**Your goal**
Please return every entry below exactly as written, without any of its pictures.

**Source material**
· · · ·
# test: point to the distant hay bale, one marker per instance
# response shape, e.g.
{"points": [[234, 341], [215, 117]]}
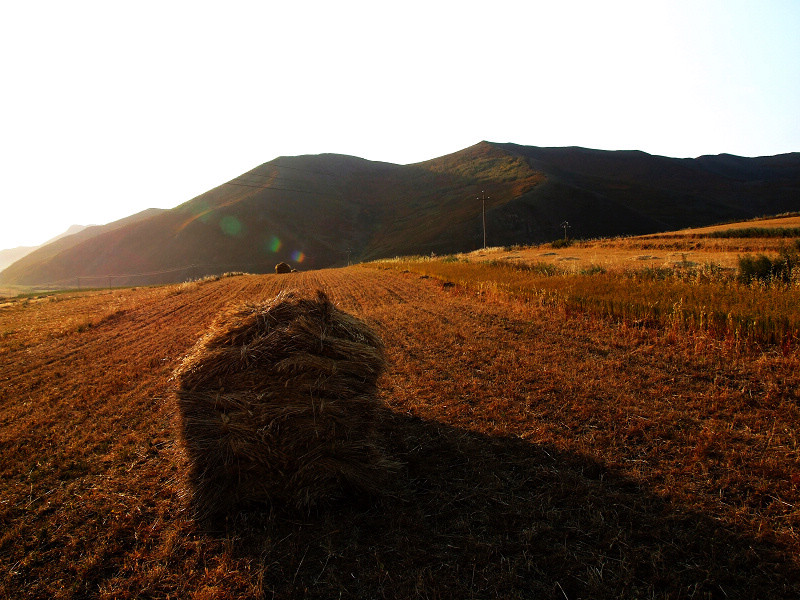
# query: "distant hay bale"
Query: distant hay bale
{"points": [[278, 403]]}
· · · ·
**Final answer**
# test: point to the distant hay bale, one marker per instance
# response shape, e.g.
{"points": [[234, 341], [215, 117]]}
# query: "distant hay bale"
Query: distant hay bale
{"points": [[278, 403]]}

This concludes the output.